Excerpt provided:
+++++

Besides being a royal retreat, Småland is the Sweden of Ikea’s founders and of Astrid Lindgren, the beloved creator of the literary character and intrepid heroine Pippi Longstocking, whose theme park is a destination. Småland is also something of a refuge from the problems that plague urban Sweden, which has received a justified dose of negative press for its lackadaisical response to mounting anti-Semitism — especially in the city of Malmö, where the 1,000-strong Jewish community has suffered relentless attacks from a largely Muslim immigrant crowd.

Rural Småland, where reindeer and elk often outnumber people, has a friendly, easygoing feel, although — like many remote vacation areas — little in the way of organized Jewish life (the nearest real community is in Gothenburg, just west of Småland on the other coast). But I was interested to learn that one of Sweden’s most accomplished Jews, the Russian-born photographer Anna Riwkin, was a longtime collaborator of Lindgren in the 1950s and ’60s on a series of books documenting children around the world. That focus on the humanistic and the universal epitomizes liberal Scandinavian culture at its best — an ethos one hopes will prevail.

Lindgren herself hailed from Vimmerby, a village in northern Småland’s eastern woods and home to Astrid Lindgren’s World, a rustic theme park that boasts Sweden’s largest outdoor theater. In addition to regular dramatizations of the adventures of spunky Pippi Longstocking — the freckled, spunky adventuress beloved by generations of readers worldwide — the park features a turn-of-the-last-century, recreated Swedish farm that children can explore alongside characters from the Pippi books.

+++++

Provided data:
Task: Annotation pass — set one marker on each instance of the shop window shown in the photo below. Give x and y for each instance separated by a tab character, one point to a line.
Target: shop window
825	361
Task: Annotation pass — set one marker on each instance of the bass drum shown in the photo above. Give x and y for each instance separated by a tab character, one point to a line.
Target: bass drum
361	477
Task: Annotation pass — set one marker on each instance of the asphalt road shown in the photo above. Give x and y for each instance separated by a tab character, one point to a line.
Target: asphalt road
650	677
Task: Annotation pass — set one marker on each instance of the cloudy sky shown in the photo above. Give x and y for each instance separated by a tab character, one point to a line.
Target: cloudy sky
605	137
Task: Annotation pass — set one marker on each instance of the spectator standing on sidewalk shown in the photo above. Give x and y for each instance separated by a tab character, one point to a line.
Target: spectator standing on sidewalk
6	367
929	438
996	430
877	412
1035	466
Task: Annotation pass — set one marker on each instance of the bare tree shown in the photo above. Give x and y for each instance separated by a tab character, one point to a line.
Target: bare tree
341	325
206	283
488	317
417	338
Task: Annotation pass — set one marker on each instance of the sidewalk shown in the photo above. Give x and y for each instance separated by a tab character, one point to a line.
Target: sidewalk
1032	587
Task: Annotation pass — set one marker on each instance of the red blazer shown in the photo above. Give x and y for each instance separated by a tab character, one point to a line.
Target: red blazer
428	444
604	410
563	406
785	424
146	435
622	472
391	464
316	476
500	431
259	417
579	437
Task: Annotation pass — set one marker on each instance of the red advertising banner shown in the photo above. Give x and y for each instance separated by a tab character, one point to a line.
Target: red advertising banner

+++++

Stated task:
Please translate this sentence from the Småland passage into Spanish: "Lindgren herself hailed from Vimmerby, a village in northern Småland’s eastern woods and home to Astrid Lindgren’s World, a rustic theme park that boasts Sweden’s largest outdoor theater."

Task solution:
La propia Lindgren era originaria de Vimmerby, un pueblo situado en los bosques orientales del norte de Småland y sede de Astrid Lindgren’s World, un parque temático rústico que cuenta con el teatro al aire libre más grande de Suecia.